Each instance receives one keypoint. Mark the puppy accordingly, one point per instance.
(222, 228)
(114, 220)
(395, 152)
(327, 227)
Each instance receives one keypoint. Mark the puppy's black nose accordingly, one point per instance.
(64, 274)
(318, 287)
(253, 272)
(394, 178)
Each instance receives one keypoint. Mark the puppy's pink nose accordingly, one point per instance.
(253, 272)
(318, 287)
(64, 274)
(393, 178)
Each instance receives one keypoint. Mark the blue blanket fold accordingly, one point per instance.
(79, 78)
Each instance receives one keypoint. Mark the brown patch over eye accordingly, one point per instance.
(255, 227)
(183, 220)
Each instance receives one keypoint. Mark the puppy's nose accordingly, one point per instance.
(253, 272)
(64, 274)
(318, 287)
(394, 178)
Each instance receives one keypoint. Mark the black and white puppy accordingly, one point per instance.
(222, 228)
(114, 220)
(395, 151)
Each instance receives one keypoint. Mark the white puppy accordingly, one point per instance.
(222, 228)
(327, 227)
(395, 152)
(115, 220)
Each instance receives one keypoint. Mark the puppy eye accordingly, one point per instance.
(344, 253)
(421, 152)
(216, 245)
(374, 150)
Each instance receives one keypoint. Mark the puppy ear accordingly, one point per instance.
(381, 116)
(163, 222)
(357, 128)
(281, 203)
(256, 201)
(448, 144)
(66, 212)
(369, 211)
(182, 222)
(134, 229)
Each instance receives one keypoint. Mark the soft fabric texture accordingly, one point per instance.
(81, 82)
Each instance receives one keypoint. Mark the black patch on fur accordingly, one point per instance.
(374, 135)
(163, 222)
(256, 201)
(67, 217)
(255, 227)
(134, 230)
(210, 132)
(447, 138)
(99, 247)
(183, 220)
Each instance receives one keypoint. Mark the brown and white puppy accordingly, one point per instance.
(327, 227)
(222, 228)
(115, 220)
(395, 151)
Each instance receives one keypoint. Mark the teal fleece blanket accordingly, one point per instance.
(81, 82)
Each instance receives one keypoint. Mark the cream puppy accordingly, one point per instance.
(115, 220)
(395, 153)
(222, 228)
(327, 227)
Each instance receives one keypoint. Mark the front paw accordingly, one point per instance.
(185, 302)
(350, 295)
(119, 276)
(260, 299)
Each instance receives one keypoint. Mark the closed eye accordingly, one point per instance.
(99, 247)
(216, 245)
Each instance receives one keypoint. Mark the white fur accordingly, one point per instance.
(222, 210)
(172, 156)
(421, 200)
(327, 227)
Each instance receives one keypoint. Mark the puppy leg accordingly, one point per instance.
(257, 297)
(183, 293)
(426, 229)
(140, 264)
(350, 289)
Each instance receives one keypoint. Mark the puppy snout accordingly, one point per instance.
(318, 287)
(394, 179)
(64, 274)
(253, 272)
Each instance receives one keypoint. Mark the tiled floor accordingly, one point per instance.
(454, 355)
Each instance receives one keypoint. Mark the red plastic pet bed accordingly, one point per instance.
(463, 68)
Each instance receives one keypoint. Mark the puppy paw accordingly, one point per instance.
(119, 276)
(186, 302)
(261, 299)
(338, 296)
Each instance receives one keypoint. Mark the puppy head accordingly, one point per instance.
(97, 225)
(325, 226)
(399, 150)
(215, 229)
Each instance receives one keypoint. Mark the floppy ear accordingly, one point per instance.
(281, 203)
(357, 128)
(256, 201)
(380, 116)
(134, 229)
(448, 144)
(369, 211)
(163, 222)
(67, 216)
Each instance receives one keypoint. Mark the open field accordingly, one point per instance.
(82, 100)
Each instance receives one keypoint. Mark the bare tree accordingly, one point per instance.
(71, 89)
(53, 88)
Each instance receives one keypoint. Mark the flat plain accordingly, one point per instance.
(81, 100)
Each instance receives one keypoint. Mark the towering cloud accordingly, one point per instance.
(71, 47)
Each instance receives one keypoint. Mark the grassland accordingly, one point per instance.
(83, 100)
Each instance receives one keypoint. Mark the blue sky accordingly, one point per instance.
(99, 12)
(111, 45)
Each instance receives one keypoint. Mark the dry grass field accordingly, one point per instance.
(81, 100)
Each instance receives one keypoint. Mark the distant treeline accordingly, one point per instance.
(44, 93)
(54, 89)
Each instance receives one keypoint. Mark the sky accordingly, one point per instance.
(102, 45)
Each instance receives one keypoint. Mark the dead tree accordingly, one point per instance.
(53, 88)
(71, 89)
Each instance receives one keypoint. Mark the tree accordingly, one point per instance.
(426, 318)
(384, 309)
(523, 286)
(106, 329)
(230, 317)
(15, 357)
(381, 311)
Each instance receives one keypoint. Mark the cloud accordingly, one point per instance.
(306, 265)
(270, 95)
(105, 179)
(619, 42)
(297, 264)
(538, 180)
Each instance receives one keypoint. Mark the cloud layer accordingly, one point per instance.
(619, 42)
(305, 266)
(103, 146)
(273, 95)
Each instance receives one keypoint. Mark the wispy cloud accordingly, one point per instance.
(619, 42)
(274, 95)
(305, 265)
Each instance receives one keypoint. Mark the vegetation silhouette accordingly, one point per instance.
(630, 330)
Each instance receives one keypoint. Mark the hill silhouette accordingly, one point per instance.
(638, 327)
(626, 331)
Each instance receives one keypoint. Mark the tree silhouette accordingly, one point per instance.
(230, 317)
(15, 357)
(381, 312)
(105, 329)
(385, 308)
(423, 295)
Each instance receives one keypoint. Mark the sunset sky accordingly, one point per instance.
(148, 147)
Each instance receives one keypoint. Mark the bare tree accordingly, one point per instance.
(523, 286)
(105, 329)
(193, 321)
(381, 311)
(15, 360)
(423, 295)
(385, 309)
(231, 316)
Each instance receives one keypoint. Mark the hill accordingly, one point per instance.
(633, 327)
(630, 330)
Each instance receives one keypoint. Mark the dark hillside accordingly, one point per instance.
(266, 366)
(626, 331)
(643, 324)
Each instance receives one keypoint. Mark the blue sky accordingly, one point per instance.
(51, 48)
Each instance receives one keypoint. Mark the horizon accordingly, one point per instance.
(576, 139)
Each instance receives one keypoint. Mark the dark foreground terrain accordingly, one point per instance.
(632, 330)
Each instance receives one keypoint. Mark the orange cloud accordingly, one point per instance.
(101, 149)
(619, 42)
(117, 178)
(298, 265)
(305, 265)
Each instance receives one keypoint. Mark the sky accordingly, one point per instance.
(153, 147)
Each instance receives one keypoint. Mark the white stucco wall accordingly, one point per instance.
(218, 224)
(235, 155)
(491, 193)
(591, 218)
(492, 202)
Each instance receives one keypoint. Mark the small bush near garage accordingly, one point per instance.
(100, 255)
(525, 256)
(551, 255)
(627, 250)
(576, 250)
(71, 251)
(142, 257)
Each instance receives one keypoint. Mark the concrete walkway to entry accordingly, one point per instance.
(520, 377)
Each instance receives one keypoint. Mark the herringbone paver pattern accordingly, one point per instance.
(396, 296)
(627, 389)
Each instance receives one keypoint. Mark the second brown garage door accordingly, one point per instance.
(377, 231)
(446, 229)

# SHORT PROBLEM:
Exactly reproduce every record.

# SOLUTION:
Each instance receives one keypoint. Mark the puppy accordingly, one point per instance.
(222, 228)
(114, 220)
(395, 152)
(327, 227)
Each instance receives one keypoint. Mark the puppy's black nose accordingly, one point per instance.
(64, 274)
(318, 287)
(253, 272)
(394, 178)
Each instance receives one keypoint. Mark the puppy's pink nose accordingly, one point per instance.
(253, 272)
(318, 287)
(64, 274)
(393, 178)
Each instance receives one keypoint. Mark the blue blanket fold accordingly, one point per instance.
(79, 78)
Each instance receives one keypoint. Mark the brown patch over eye accordingly, one point per instance.
(255, 227)
(183, 220)
Each instance receives one keypoint. Mark the puppy's nose accordingly, one point per instance.
(253, 272)
(64, 274)
(318, 287)
(394, 178)
Each instance receives one keypoint. Mark the black and white puppy accordingly, one point per instance.
(222, 228)
(114, 220)
(395, 151)
Each instance receives one keypoint. Mark the white puppy accordingly, one point per instance.
(222, 228)
(327, 227)
(395, 152)
(115, 220)
Each instance receives one keypoint. Mark the puppy eye accordingly, one point per instance.
(344, 253)
(421, 152)
(216, 245)
(374, 150)
Each instance receives one keypoint. Mark the puppy ear accordingly, one point per instance.
(381, 116)
(163, 222)
(357, 128)
(281, 203)
(256, 201)
(448, 144)
(66, 212)
(369, 211)
(182, 222)
(134, 229)
Each instance receives one keypoint. Mark the soft fabric texture accordingly, one point per instance.
(81, 82)
Each instance receives one keypoint. Mark the black patch on fur accordingly, one point per instance.
(374, 135)
(163, 222)
(256, 201)
(67, 217)
(255, 227)
(134, 230)
(210, 132)
(447, 138)
(99, 247)
(183, 220)
Each instance receives one keypoint. Mark the brown and white puppy accordingly, one point per instance.
(327, 227)
(222, 228)
(115, 220)
(395, 151)
Each instance receives one keypoint. Mark the teal fleece blanket accordingly, one point per instance.
(81, 82)
Each instance receives one keypoint. Mark the cream puppy accordingly, one point per instance.
(115, 220)
(395, 153)
(222, 228)
(327, 227)
Each instance receives one keypoint. Mark the front paw accordingly, one point per instance.
(185, 302)
(350, 295)
(119, 276)
(260, 299)
Each instance receives one keypoint. Mark the closed eye accordingly, one point per instance.
(99, 247)
(216, 245)
Each instance receives one keypoint. Mark the white fur accordingly, one point per instance.
(222, 210)
(172, 156)
(421, 200)
(327, 227)
Each instance receives one keypoint. Mark the puppy leg accordingly, one point per instance.
(257, 297)
(183, 293)
(426, 229)
(140, 264)
(350, 289)
Each instance receives one keypoint. Mark the puppy snout accordingly, one point per instance.
(318, 287)
(394, 179)
(64, 274)
(253, 272)
Each instance receives one keypoint. Mark the tiled floor accordingly, one point per instance.
(454, 355)
Each instance receives one keypoint. Mark the red plastic pet bed accordingly, one point per instance.
(463, 68)
Each instance receives one keypoint. Mark the puppy paw accordingly, one point per instance.
(119, 276)
(186, 302)
(261, 299)
(338, 296)
Each instance receives one keypoint. Mark the puppy head accordingly, one point per instance.
(97, 225)
(325, 226)
(399, 150)
(215, 229)
Each instance receives one keypoint. Mark the floppy ear accordingly, one point per instance.
(281, 203)
(357, 128)
(256, 201)
(380, 116)
(134, 229)
(448, 144)
(369, 211)
(163, 222)
(67, 216)
Each instance receives one keypoint. Mark the open field accordingly, one point per instance.
(82, 100)
Each instance receives one keypoint. Mark the bare tree accordingly, one point per instance.
(71, 89)
(53, 88)
Each instance receives one keypoint. Mark the flat plain accordingly, one point per instance.
(81, 100)
Each instance receives one keypoint. Mark the towering cloud accordingly, one point per instance.
(71, 47)
Each instance receives one keypoint. Mark the grassland accordingly, one point per instance.
(83, 100)
Each instance receives one keypoint. Mark the blue sky accordingly, one point per instance.
(99, 12)
(111, 45)
Each instance receives one keypoint. Mark the dry grass field accordingly, one point per instance.
(81, 100)
Each instance receives one keypoint. Mark the distant treeline accordingly, one point per instance.
(44, 93)
(54, 89)
Each instance receives one keypoint. Mark the sky accordingly, one point per instance.
(102, 45)
Each instance receives one keypoint. Mark the dead tree accordingly, one point per instance.
(53, 88)
(71, 89)
Each instance receives one keypoint. Mark the tree accordingly, one point per instance.
(426, 318)
(384, 309)
(523, 286)
(106, 329)
(230, 317)
(15, 357)
(381, 311)
Each instance receives one keypoint. Mark the cloud accordingly, one point per instance.
(306, 265)
(270, 95)
(105, 179)
(619, 42)
(297, 264)
(538, 180)
Each instance receives one keypoint. Mark the cloud layer accordingly, one point per instance.
(619, 42)
(305, 266)
(103, 146)
(273, 95)
Each instance receives one keypoint. Mark the wispy cloud accordingly, one point per instance.
(619, 42)
(274, 95)
(305, 265)
Each instance receives one keypoint. Mark the vegetation silhouette accordingly, one point per instance.
(630, 330)
Each instance receives one keypoint. Mark the hill silhouette accordingly, one point per instance.
(638, 327)
(626, 331)
Each instance receives one keypoint. Mark the tree silhouette accordingly, one point per instance.
(230, 317)
(15, 357)
(381, 312)
(105, 329)
(385, 308)
(423, 295)
Each instance receives one keypoint. Mark the sunset sky accordingly, one point per instance.
(148, 147)
Each instance receives one keypoint. Mark the bare tree accordingly, one point per instance.
(523, 286)
(105, 329)
(193, 321)
(381, 311)
(15, 360)
(423, 295)
(385, 309)
(231, 316)
Each instance receives one keypoint. Mark the hill accordingly, one point per instance.
(633, 327)
(630, 330)
Each instance receives one keypoint. Mark the dark hillside accordingly, one point per instance.
(266, 366)
(626, 331)
(643, 324)
Each instance receives one keypoint. Mark the blue sky accordingly, one point per instance.
(51, 48)
Each instance receives one keypoint. Mark the horizon accordingly, one point per instance.
(576, 139)
Each instance receives one keypoint. Mark the dark foreground terrain accordingly, one point per instance.
(632, 330)
Each instance receives one keypoint. Mark the orange cloud accordingly, one point per instance.
(101, 149)
(619, 42)
(117, 178)
(298, 265)
(305, 265)
Each instance receives one keypoint. Mark the sky accordingly, one point per instance.
(153, 147)
Each instance receives one keypoint. Mark the white stucco wall accordingly, one point per instance.
(218, 224)
(235, 155)
(491, 193)
(591, 218)
(492, 202)
Each instance receives one keypoint. Mark the small bush near garage accordingly, one point per instance.
(100, 255)
(525, 256)
(551, 255)
(627, 250)
(576, 250)
(71, 251)
(142, 257)
Each instance receives one keypoint. Mark the concrete walkway to entry accordingly, one point per instance.
(520, 377)
Each instance receives one keypoint. Mark the herringbone paver pattern accordingly, one point per instance.
(396, 296)
(627, 389)
Each instance receives one keypoint. Mark the second brown garage door accordingly, one point per instance.
(377, 231)
(446, 229)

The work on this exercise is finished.